### Record list
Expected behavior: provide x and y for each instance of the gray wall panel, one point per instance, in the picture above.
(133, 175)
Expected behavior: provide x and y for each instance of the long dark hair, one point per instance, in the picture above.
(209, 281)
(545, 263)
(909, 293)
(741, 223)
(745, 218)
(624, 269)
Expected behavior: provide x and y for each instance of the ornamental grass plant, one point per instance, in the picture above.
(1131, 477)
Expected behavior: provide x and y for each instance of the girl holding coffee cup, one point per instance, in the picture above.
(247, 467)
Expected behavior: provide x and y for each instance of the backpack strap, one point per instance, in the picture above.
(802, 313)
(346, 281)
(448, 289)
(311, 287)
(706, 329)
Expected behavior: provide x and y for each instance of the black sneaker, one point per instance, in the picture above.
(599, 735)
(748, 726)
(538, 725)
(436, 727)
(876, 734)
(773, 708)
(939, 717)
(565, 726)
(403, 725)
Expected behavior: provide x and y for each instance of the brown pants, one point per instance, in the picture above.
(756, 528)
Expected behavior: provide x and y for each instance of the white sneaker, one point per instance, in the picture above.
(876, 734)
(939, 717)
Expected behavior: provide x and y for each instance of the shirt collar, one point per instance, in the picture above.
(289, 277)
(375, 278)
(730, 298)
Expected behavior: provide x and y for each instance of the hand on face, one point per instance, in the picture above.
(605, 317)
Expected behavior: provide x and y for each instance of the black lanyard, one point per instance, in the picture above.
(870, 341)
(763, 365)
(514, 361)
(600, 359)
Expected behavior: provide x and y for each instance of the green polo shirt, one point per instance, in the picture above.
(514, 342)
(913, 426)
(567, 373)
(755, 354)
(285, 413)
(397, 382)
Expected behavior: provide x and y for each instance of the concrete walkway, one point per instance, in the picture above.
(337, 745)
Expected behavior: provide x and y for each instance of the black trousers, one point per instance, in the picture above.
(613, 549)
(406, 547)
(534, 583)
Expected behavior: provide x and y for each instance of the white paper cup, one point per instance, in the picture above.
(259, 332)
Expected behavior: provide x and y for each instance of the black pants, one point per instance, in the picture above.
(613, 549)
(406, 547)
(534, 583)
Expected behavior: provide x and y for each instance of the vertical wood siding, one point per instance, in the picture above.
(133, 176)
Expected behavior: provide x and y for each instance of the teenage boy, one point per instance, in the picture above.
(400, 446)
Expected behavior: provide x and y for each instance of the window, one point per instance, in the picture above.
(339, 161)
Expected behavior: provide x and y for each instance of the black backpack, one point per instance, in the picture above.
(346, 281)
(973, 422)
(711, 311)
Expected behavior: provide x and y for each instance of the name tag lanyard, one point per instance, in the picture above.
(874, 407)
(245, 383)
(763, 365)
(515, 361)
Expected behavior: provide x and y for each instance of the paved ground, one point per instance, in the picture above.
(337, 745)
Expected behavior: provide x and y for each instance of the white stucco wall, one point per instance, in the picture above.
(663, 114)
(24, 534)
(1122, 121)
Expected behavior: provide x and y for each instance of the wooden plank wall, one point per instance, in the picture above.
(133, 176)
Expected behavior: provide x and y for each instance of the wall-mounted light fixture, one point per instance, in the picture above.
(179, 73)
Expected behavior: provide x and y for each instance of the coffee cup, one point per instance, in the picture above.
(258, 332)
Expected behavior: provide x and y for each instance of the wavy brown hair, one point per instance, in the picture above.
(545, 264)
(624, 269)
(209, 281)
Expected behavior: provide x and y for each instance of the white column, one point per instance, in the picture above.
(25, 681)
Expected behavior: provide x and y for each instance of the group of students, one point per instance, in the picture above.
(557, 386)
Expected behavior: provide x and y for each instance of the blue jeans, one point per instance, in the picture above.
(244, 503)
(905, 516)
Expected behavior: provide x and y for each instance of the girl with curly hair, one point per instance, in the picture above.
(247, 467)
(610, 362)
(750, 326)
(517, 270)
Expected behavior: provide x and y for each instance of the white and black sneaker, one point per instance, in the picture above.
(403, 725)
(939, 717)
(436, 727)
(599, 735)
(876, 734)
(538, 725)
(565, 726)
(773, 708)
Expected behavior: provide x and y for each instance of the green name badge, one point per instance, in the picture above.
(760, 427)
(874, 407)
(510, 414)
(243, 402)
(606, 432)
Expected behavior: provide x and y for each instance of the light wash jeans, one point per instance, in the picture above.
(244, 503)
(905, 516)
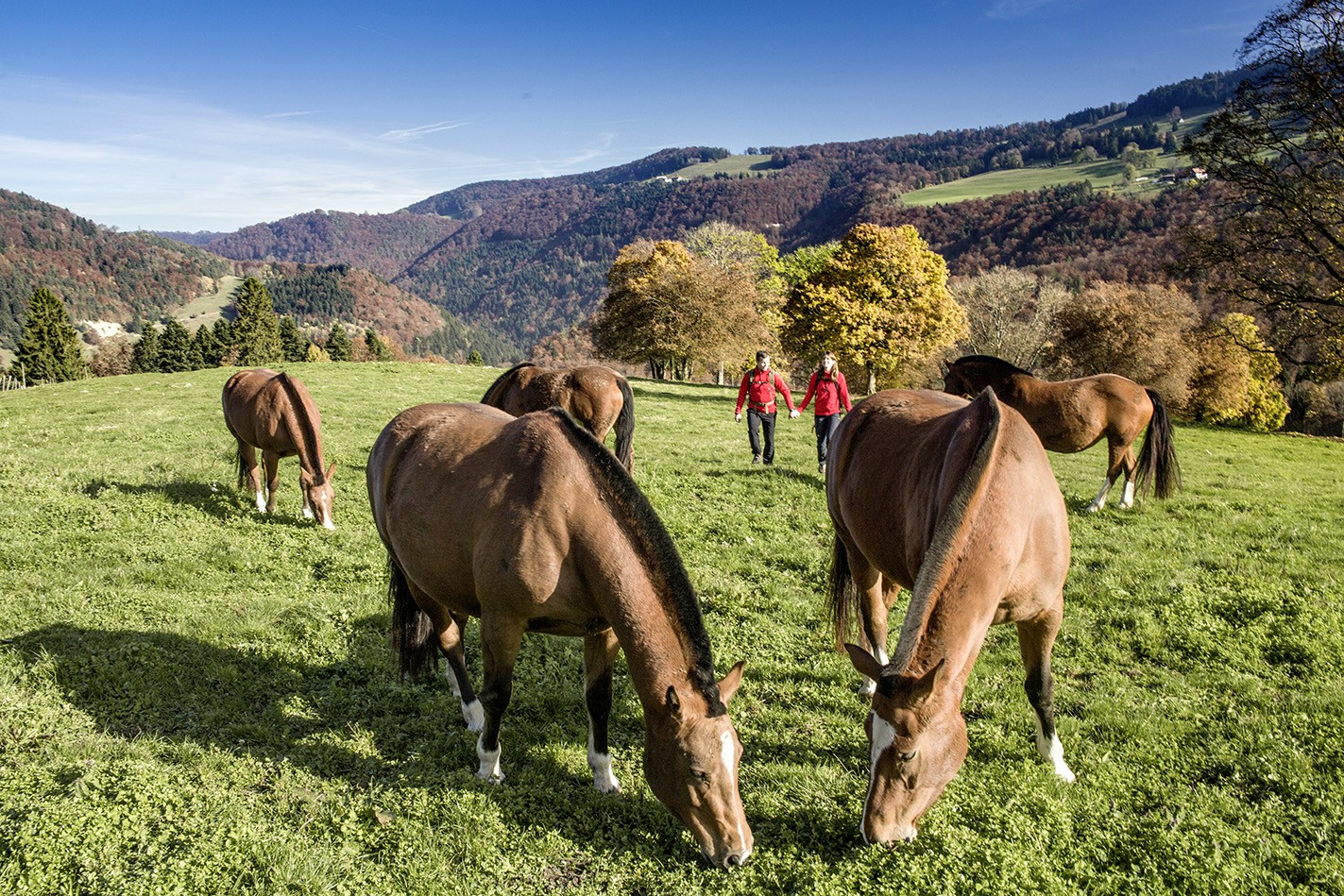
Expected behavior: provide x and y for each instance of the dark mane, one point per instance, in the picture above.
(502, 381)
(656, 546)
(990, 361)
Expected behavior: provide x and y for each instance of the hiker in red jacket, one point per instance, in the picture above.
(757, 390)
(832, 393)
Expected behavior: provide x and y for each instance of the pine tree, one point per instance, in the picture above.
(175, 348)
(256, 327)
(339, 344)
(292, 343)
(48, 348)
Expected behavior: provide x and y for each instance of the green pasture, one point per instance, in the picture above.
(199, 699)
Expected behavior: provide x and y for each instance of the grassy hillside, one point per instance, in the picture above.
(199, 699)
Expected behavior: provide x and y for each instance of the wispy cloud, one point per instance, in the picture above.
(416, 133)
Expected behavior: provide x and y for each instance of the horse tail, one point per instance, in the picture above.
(625, 426)
(844, 597)
(412, 628)
(1157, 466)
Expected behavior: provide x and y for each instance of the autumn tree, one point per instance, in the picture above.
(256, 327)
(1133, 330)
(1276, 241)
(879, 301)
(48, 346)
(1010, 313)
(671, 309)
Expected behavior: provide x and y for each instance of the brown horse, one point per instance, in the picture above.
(957, 502)
(275, 413)
(597, 397)
(531, 526)
(1073, 415)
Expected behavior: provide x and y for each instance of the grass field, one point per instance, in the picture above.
(196, 699)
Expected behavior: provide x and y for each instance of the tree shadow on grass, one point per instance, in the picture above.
(351, 720)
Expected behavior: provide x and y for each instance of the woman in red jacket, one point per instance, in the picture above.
(832, 394)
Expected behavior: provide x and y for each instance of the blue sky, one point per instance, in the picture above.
(174, 117)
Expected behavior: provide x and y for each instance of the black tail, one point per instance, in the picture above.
(1157, 466)
(625, 426)
(844, 597)
(413, 633)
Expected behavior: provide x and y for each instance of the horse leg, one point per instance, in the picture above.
(598, 656)
(451, 642)
(501, 644)
(272, 463)
(248, 474)
(1035, 639)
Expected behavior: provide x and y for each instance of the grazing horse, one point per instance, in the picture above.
(275, 413)
(1073, 415)
(597, 397)
(956, 502)
(531, 526)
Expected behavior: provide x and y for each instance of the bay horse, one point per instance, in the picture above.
(955, 501)
(531, 524)
(275, 413)
(1073, 415)
(596, 396)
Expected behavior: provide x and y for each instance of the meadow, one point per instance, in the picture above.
(199, 699)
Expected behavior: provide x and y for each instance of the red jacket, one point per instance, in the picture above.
(831, 393)
(758, 390)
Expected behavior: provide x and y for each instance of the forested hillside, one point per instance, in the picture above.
(530, 257)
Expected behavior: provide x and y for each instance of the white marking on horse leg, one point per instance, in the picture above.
(1099, 501)
(489, 769)
(603, 775)
(1052, 752)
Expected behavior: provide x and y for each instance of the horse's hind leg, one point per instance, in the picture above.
(501, 642)
(451, 642)
(598, 656)
(1036, 639)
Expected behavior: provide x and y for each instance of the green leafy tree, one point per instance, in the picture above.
(145, 358)
(48, 347)
(175, 348)
(339, 346)
(293, 344)
(880, 301)
(1277, 151)
(256, 327)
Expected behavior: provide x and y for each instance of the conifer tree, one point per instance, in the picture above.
(145, 358)
(175, 348)
(339, 344)
(48, 348)
(256, 327)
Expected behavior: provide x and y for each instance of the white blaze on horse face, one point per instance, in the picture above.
(603, 775)
(489, 769)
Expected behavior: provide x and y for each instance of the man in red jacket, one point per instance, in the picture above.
(832, 394)
(757, 390)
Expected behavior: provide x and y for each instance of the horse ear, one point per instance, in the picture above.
(673, 702)
(863, 661)
(728, 683)
(929, 683)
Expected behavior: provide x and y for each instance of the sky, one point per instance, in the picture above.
(188, 117)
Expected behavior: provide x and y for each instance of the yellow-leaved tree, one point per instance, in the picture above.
(880, 301)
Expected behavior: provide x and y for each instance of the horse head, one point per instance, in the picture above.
(917, 740)
(317, 496)
(691, 763)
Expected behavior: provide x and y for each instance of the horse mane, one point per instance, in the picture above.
(502, 381)
(990, 361)
(941, 547)
(310, 438)
(656, 547)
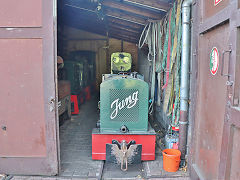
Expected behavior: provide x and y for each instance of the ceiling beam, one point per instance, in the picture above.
(151, 4)
(124, 23)
(116, 26)
(132, 9)
(124, 38)
(123, 16)
(124, 33)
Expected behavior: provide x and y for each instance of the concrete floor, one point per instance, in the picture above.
(76, 144)
(77, 163)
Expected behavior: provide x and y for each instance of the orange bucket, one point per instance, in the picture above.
(171, 159)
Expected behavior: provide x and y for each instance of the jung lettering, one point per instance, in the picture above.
(128, 102)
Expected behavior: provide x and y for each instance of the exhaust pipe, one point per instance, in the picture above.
(184, 87)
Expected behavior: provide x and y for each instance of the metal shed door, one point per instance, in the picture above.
(217, 119)
(27, 93)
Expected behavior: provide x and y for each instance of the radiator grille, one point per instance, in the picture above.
(123, 98)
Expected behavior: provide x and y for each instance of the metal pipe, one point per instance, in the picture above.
(184, 88)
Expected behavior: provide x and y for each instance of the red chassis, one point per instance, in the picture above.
(99, 141)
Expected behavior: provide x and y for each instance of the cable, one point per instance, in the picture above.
(145, 38)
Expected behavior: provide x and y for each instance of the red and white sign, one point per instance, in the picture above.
(216, 2)
(214, 60)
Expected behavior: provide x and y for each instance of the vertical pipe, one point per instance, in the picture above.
(184, 88)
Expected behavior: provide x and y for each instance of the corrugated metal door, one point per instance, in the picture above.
(27, 93)
(216, 146)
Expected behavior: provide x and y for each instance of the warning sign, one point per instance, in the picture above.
(214, 61)
(216, 2)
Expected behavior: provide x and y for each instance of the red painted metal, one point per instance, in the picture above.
(99, 142)
(64, 89)
(74, 100)
(216, 126)
(88, 93)
(28, 133)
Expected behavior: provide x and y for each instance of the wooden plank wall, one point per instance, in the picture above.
(76, 40)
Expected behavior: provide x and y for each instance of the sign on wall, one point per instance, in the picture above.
(216, 2)
(214, 60)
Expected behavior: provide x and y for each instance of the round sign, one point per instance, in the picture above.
(214, 61)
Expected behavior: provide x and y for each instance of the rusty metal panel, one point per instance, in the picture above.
(28, 73)
(24, 13)
(211, 100)
(22, 112)
(210, 8)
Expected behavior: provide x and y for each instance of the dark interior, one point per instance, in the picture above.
(88, 32)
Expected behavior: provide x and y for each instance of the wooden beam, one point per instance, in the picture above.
(124, 38)
(116, 26)
(123, 16)
(132, 9)
(123, 33)
(124, 23)
(151, 4)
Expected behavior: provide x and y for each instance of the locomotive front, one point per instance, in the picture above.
(124, 135)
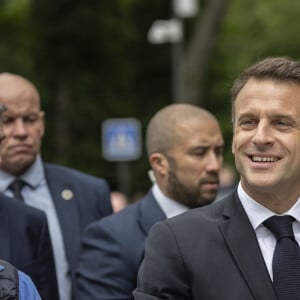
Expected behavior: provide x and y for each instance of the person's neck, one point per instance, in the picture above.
(278, 201)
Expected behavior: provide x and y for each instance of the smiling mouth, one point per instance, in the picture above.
(264, 158)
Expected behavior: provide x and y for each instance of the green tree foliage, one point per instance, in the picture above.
(251, 31)
(91, 61)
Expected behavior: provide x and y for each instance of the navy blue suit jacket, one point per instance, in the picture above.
(113, 249)
(209, 253)
(90, 201)
(25, 243)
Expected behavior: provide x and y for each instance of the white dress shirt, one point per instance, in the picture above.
(36, 193)
(257, 214)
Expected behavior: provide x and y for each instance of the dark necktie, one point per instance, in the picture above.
(286, 258)
(16, 187)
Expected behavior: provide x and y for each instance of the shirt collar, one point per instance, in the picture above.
(33, 176)
(170, 207)
(257, 213)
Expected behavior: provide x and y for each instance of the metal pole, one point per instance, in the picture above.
(177, 72)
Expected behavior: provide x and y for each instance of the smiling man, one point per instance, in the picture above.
(246, 245)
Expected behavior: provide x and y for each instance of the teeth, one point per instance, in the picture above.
(264, 159)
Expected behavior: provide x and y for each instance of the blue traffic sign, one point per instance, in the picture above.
(121, 139)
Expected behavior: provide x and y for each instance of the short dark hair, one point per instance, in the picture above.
(280, 68)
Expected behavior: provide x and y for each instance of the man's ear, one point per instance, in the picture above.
(159, 163)
(42, 120)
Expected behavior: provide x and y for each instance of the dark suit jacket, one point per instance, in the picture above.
(113, 249)
(25, 243)
(90, 202)
(208, 253)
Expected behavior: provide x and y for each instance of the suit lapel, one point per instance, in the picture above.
(149, 213)
(241, 241)
(64, 195)
(5, 217)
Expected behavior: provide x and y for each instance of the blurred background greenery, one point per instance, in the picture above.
(91, 61)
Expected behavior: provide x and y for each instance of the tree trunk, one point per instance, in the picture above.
(200, 47)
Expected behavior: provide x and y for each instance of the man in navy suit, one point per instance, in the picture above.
(185, 150)
(70, 199)
(232, 249)
(26, 242)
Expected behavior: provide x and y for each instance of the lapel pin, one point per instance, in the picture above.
(67, 194)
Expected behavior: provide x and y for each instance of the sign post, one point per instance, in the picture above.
(121, 142)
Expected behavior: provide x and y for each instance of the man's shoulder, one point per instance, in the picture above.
(120, 221)
(69, 173)
(212, 213)
(20, 208)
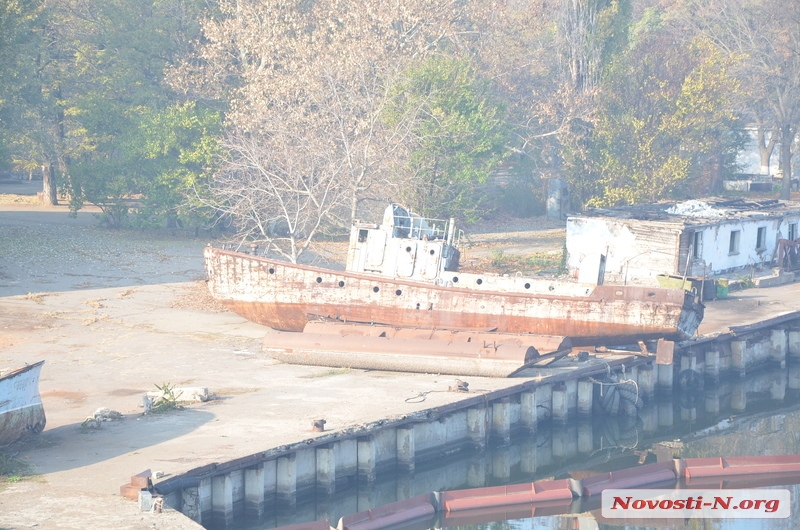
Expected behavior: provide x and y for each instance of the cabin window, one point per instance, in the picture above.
(761, 238)
(697, 245)
(733, 247)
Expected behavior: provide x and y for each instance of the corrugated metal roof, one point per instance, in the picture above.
(700, 211)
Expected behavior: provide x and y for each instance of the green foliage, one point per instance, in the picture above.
(460, 134)
(663, 121)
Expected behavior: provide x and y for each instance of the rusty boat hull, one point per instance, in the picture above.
(286, 296)
(21, 409)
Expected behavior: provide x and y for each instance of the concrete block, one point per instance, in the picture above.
(190, 504)
(560, 404)
(326, 470)
(254, 500)
(528, 413)
(477, 419)
(406, 449)
(585, 397)
(367, 458)
(286, 493)
(222, 499)
(501, 421)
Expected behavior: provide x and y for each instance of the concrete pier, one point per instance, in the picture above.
(254, 482)
(477, 418)
(367, 458)
(285, 494)
(501, 421)
(585, 397)
(528, 413)
(560, 404)
(222, 499)
(646, 381)
(406, 453)
(326, 470)
(665, 378)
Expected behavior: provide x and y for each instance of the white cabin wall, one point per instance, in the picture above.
(635, 251)
(716, 243)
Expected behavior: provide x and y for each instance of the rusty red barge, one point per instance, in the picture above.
(404, 272)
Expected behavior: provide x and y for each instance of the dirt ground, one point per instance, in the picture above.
(114, 313)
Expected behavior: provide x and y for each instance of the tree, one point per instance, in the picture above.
(459, 135)
(276, 187)
(663, 119)
(765, 35)
(327, 69)
(18, 46)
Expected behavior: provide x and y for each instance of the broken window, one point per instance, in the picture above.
(733, 248)
(761, 238)
(697, 245)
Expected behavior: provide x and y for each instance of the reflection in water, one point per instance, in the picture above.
(754, 416)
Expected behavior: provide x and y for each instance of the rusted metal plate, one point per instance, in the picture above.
(542, 343)
(282, 295)
(21, 409)
(406, 355)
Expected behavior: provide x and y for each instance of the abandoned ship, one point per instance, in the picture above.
(403, 272)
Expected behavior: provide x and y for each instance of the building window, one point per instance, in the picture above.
(697, 245)
(761, 238)
(733, 248)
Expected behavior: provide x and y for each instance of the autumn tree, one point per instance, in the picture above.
(459, 135)
(765, 35)
(665, 114)
(328, 69)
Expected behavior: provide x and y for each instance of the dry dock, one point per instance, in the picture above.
(106, 342)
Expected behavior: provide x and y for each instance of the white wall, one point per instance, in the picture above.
(636, 252)
(716, 244)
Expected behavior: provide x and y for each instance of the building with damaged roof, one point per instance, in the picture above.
(714, 236)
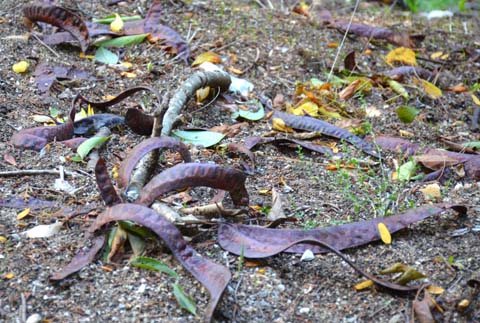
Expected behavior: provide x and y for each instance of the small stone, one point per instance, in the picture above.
(304, 310)
(34, 318)
(307, 255)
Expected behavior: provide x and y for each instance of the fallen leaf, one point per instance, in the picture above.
(431, 192)
(184, 300)
(364, 285)
(431, 90)
(207, 57)
(8, 157)
(117, 24)
(199, 138)
(436, 290)
(20, 67)
(153, 264)
(406, 113)
(403, 55)
(349, 91)
(384, 233)
(276, 212)
(23, 214)
(43, 231)
(279, 125)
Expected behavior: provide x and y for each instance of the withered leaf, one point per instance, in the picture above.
(90, 125)
(127, 166)
(196, 174)
(262, 242)
(36, 138)
(254, 141)
(139, 122)
(328, 129)
(59, 17)
(104, 183)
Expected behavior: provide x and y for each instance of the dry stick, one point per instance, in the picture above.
(343, 41)
(164, 120)
(32, 172)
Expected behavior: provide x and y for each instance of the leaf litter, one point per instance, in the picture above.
(201, 171)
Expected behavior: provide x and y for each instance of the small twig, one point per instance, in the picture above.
(343, 41)
(45, 45)
(32, 172)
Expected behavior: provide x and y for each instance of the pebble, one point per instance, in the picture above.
(34, 318)
(304, 310)
(307, 255)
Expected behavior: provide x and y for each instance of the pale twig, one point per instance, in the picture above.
(33, 172)
(343, 41)
(45, 45)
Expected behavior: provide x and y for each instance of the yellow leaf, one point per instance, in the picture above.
(475, 99)
(235, 70)
(23, 214)
(436, 55)
(431, 90)
(90, 111)
(20, 67)
(434, 289)
(82, 55)
(108, 97)
(130, 75)
(117, 24)
(207, 57)
(279, 124)
(395, 268)
(115, 171)
(363, 285)
(384, 233)
(403, 55)
(308, 107)
(431, 191)
(83, 113)
(202, 94)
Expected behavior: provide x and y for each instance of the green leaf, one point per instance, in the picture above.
(108, 248)
(184, 300)
(122, 41)
(398, 88)
(153, 264)
(85, 147)
(137, 243)
(407, 114)
(251, 115)
(76, 159)
(197, 138)
(108, 19)
(406, 171)
(472, 144)
(134, 228)
(105, 56)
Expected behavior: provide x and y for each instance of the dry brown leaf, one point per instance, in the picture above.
(402, 55)
(349, 91)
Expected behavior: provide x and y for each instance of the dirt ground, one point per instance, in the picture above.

### Job
Starting with the line that contains "green leaf, one", repeat each line through the last one exactly as it appears. Include both ends and nothing more.

### Correct result
Expected behavior: provide x and y for each instance of the green leaf, one point per instance, in the picture above.
(108, 248)
(184, 300)
(122, 41)
(398, 88)
(153, 264)
(85, 147)
(137, 243)
(407, 114)
(251, 115)
(76, 159)
(197, 138)
(108, 19)
(406, 171)
(472, 144)
(134, 228)
(105, 56)
Expected behavior: provide x and y for each instance of the dry brown leaf, one point per instance, in the picture above.
(402, 55)
(349, 91)
Expected behavior: provide x and y for each instance of the dirt ground, one point per instance, in the picture above.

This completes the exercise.